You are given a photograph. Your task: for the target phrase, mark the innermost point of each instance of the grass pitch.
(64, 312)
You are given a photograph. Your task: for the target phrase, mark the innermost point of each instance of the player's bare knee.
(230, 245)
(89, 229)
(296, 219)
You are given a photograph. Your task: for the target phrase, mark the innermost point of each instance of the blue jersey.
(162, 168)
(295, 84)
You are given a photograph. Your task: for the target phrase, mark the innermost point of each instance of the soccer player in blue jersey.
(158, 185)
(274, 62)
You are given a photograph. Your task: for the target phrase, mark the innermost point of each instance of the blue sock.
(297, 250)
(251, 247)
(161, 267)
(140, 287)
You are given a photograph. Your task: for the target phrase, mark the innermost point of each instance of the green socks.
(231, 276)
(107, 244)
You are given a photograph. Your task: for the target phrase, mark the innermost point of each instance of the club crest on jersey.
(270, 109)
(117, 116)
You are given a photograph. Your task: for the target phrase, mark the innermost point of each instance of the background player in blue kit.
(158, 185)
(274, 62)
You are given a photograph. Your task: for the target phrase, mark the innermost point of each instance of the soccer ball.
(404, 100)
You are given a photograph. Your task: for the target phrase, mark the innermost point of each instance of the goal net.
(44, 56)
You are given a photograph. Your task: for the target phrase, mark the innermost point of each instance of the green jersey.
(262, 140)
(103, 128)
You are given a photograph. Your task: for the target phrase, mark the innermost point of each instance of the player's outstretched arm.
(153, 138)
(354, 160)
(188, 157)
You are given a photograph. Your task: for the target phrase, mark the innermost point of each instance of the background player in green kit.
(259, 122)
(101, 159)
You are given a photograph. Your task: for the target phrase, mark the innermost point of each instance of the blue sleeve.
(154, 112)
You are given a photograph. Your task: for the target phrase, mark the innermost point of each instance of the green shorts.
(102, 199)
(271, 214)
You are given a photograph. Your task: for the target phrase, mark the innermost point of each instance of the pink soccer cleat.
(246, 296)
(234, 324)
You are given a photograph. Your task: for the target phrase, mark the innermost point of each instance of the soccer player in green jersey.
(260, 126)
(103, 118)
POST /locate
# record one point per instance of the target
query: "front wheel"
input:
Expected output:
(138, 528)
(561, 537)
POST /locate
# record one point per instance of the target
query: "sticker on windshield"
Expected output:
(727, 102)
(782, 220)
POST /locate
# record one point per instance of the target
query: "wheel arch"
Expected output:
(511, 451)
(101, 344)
__________
WHAT TO PRODUCE: Set down the full listing once more, exactly as written.

RESPONSE AREA:
You are given a photograph. Your task: for the target phrase, mark the innermost point of each instance of the grass pitch.
(64, 312)
You are given a photograph. Your task: for the target phrase, mark the innermost point of each instance of the player's bare knee.
(230, 245)
(89, 229)
(296, 219)
You are given a photograph. Your task: for the target phrase, mark the innermost point of each instance of the blue jersey.
(162, 168)
(295, 84)
You are given a photograph. Your task: for the target phrase, mark the innermost point of each instance of the soccer player in blue jersey.
(158, 185)
(274, 62)
You are given a photograph. Your task: for the target phrase, mark the innermost point of each instance of the blue sock.
(297, 250)
(251, 247)
(161, 267)
(140, 287)
You are given a photograph. Your task: for the target phrase, mark the innermost point of each instance of the green socks.
(231, 276)
(107, 244)
You are given a photograph. Your task: for the target phrase, mark the innermost point of each instance of the club crest on jersey.
(270, 109)
(117, 116)
You are given a photograph. Your task: for the target phrase, mark the innermost point of each instance of the background player in blue kit.
(158, 185)
(274, 62)
You are given a photograph. Your task: for the target phrase, mark the innermost point of each instance of the soccer ball.
(404, 100)
You are given a photograph. Your task: for the target phrase, mark the innermost point of each instance of the goal net.
(44, 56)
You are given a photograph. Your task: for the target phrase, mark the innermost point of each instance of the green jersey.
(262, 140)
(103, 128)
You are given a photograph. Your task: for the target phrase, mark the innermost point of each instance of the player's outstretched arm.
(153, 138)
(354, 160)
(188, 157)
You are given a photograph. Your task: for the target phrase, mark the innermost point of each instance of the background player in green kit.
(259, 122)
(101, 159)
You are given a photograph. Your task: for the target phrase, mark the innermost point of each instance of the blue sleeve.
(154, 112)
You are given a photograph. Your task: for the target phrase, mark the innermost point of each instance of the green shorts.
(102, 199)
(271, 214)
You are given a photograph. Your task: for the target phrase, mark the innermost point of each instance of the pink soccer cleat.
(246, 296)
(234, 324)
You are given a photograph. Your task: for the target phrase, mark the innermost point of each instance of the soccer player in green jersey.
(260, 126)
(103, 118)
POST /locate
# record one point per instance of the target
query: "front wheel"
input:
Expected output:
(138, 528)
(561, 537)
POST /locate
# record one point per instance of the target
query: "sticker on windshield"
Expected output:
(727, 102)
(782, 220)
POST /locate
# record one point per instance of the target
query: "wheel arch"
Expected output:
(511, 451)
(101, 344)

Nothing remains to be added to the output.